▸ **INSTRUÇÕES DO EXERCÍCIO**
a) Reescreva o trecho sobre o Papa Francisco desde "Para o Papa, os" até "na sua opinião?", inclusive, substituindo "descartados" por "excluídos".
b) Liste todas as lições que, segundo o trecho sobre o Papa Francisco, foram aprendidas com o exemplo dele no trabalho de pastor em Manila.
c) Diga se cada afirmação a seguir está de acordo com o trecho sobre o Papa Francisco, respondendo sim ou não e citando as palavras do trecho que decidem a questão.
(i) Quem fala no trecho trabalhou com o cardeal Bergoglio de 2005 a 2008.
(ii) Quem fala no trecho foi criado cardeal pelo Papa Francisco.
(iii) No momento em que foi eleito, o cardeal Bergoglio estava de pé, aplaudindo com os outros cardeais.

Eu era um dos seis novos cardeais criados pelo Papa Bento XVI no seu último Consistório de 24 de novembro de 2012. Três meses depois participei do Conclave que elegeu Papa Francisco. O evento é uma experiência única, mas com muitos aspectos. Entre as numerosas recordações daquele dia, gostaria de falar de duas. Primeiramente quando o cardeal Bergoglio obteve o número de votos necessários para ser eleito Papa, entre os cardeais nasceu espontâneo aplausos de alegrias e louvores a Deus, que mais uma vez nos garantia que não teria abandonado a sua Igreja. Mas quando olhei para o cardeal Bergoglio ele estava sentado com a cabeça abaixada. A minha exuberância transformou-se, de improviso, em pathos. No gesto do novo Papa percebi o peso da obediência, a aceitação à vontade de Deus. Percebi também a necessidade de baixar a cabeça em oração, um ato de confiança em Deus, que é o verdadeiro Pastor da Igreja. Depois, quando nos reunimos com Papa Francisco para saudar a multidão reunida na Praça São Pedro dei-me conta de que cada novo Pontífice é um dom que Deus “desvendará” lentamente no decorrer dos anos do seu ministério papal, uma promessa que Deus cumprirá diante do Seu povo. Naquele dia, enquanto eu agradecia a Deus pelo dom de ter Papa Francisco como nosso Papa, emocionava-me vendo o dom e a promessa que Deus teria iniciado a compartilhar com a Igreja e o mundo nos anos que viriam.

O que este Pontificado trouxe para o senhor pessoalmente e como pastor de uma grande diocese como Manila?

Além da riqueza do ensinamento e dos gestos que recebemos do Papa Francisco nestes últimos sete anos, alegro-me pelas lições que aprendi com o seu exemplo, especialmente como pastor em Manila. Prestar atenção às pessoas individualmente no meio da grande multidão, manter contato pessoal dentro de uma grande organização ou “burocracia” eclesiástica, aceitar os próprios limites e a necessidade de ter colaboradores em meio a esperas “infinitas”, saber que você é um servidor e não o Salvador.

O senhor teve muitas ocasiões de encontro com o Papa Francisco. O que mais o impressiona como pessoa e como testemunho?

O cardeal Bergoglio e eu trabalhamos juntos como membros do Conselho Ordinário da Secretaria do Sínodo dos Bispos de 2005 a 2008. Impressiona-me o fato que levou ao papado a pessoa simples que sempre foi, de humor e consciência que sempre conheci. Praticamente, todos os encontros que tive com ele, a primeira pergunta que me fez não se refere às questões do dia, mas é: “como estão os seus pais?”. Mesmo se justamente são muitos os que o consideram um dos motores e moldadores mais influentes da história e da humanidade contemporânea, eu vejo nele e nas nossas conversas uma simples “parábola” da proximidade e da compaixão de Deus. Sendo esta “parábola”, Papa Francisco pode mover e modelar a história.

Para o Papa, os descartados são os primeiros: doentes, pobres, migrantes. Atualmente podemos nos referir às pessoas atingidas pelo Coronavírus. Porém, há pessoas que têm dificuldade em aceitar a sua “opção preferencial” pelos últimos. Por que, na sua opinião?

▸ **DADOS REGISTRADOS**
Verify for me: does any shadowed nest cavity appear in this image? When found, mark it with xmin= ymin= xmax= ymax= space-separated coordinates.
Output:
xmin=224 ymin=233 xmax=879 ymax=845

▸ **RESPOSTAS**
a)
Para o Papa, os excluídos são os primeiros: doentes, pobres, migrantes. Atualmente podemos nos referir às pessoas atingidas pelo Coronavírus. Porém, há pessoas que têm dificuldade em aceitar a sua “opção preferencial” pelos últimos. Por que, na sua opinião?

b)
- Prestar atenção às pessoas individualmente no meio da grande multidão
- Manter contato pessoal dentro de uma grande organização ou “burocracia” eclesiástica
- Aceitar os próprios limites e a necessidade de ter colaboradores em meio a esperas “infinitas”
- Saber que você é um servidor e não o Salvador

c)
(i) Sim: “O cardeal Bergoglio e eu trabalhamos juntos como membros do Conselho Ordinário da Secretaria do Sínodo dos Bispos de 2005 a 2008.”
(ii) Não: “Eu era um dos seis novos cardeais criados pelo Papa Bento XVI no seu último Consistório de 24 de novembro de 2012.”
(iii) Não: “Mas quando olhei para o cardeal Bergoglio ele estava sentado com a cabeça abaixada.”